* _ACTION ITEM 1_
List every country the theater's touring has reached, according to the interview about the Kiev theater's London tour.
* _ACTION ITEM 2_
Transcribe the passage of the theater interview that begins at the words "Mikhail Reznikovich: Yes, we" and stops after the words "for this tour?".
* _ACTION ITEM 3_
In the theater interview, how large a team is the theater bringing to London?
START SOURCE DOCUMENT
Kiev’s National Theatre of Russian Drama brings a festival of events celebrating Ukrainian culture, Ukrainian Culture Today, to the St. James Theatre from 8 to 19 September 2015, curated by Mikhail Reznikovich, an artistic director of the National Theatre of Kiev. We met with Mikhail to talk about the upcoming London tour, why Russian classics are still relevant for the contemporary audience and to find out about the theatre’s future plans.
Anna Prosvetova: Mikhail, it is nice to meet you! Thank you for bringing Russian classical drama to London. Your theatre frequently goes on tours to other countries, but this will be your first London tour. Could you tell us how did this project come about?
Mikhail Reznikovich: Yes, we are traveling quite a lot with our theatre; we went to Germany, Austria, Poland, Turkey, Israel and to China. London is one of the major theatre capitals in the world, and we always wanted to perform here, to feel the nerve-strain and emotions of the London audience. Our intentions were supported by the invitation from the St. James Theatre that we gladly accepted, though it is a very serious project for us: we are bringing a team of 90 people to London.
AP: Mikhail, could you tell us about the plays you are going to present to the British audience and what influenced your selection. Are you bringing any new performances or old ones, restored specifically for this tour?
END SOURCE DOCUMENT
START DATA RECORDS
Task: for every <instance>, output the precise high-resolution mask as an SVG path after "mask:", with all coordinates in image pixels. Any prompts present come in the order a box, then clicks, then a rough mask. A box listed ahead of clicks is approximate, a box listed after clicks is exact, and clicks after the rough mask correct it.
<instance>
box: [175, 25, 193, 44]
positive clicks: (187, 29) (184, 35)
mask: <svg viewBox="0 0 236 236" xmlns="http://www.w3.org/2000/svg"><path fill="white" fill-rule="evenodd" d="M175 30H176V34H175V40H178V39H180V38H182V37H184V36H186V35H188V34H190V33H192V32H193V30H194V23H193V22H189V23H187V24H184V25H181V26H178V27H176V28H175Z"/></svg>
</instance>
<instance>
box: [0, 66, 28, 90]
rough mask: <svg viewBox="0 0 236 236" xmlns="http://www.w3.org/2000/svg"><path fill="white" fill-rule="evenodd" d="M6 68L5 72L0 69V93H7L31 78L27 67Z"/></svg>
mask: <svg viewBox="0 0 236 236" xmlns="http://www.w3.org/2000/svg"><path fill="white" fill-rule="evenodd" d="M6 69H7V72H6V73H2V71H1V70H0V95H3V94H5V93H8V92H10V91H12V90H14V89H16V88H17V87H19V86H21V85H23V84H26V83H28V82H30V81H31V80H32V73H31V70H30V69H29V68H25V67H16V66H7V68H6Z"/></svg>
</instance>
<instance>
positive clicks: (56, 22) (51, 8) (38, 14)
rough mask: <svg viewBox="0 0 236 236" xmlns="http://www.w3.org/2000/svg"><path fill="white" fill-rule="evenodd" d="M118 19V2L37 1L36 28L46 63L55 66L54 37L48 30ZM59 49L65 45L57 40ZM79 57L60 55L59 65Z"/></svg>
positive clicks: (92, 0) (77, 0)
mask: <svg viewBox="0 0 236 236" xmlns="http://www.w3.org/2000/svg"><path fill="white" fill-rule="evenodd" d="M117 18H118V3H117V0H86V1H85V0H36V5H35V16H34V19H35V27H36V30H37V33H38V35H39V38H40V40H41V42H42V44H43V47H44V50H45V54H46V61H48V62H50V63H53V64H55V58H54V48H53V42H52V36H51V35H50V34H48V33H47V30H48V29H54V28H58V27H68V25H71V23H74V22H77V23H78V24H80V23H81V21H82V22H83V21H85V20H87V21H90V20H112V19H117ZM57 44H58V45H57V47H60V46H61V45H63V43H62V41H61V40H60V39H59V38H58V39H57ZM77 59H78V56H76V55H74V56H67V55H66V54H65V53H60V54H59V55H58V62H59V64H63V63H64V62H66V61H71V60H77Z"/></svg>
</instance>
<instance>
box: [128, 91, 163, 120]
END DATA RECORDS
* _TASK OUTPUT 1_
Germany, Austria, Poland, Turkey, Israel, China

* _TASK OUTPUT 2_
Mikhail Reznikovich: Yes, we are traveling quite a lot with our theatre; we went to Germany, Austria, Poland, Turkey, Israel and to China. London is one of the major theatre capitals in the world, and we always wanted to perform here, to feel the nerve-strain and emotions of the London audience. Our intentions were supported by the invitation from the St. James Theatre that we gladly accepted, though it is a very serious project for us: we are bringing a team of 90 people to London.
AP: Mikhail, could you tell us about the plays you are going to present to the British audience and what influenced your selection. Are you bringing any new performances or old ones, restored specifically for this tour?

* _TASK OUTPUT 3_
A team of 90 people.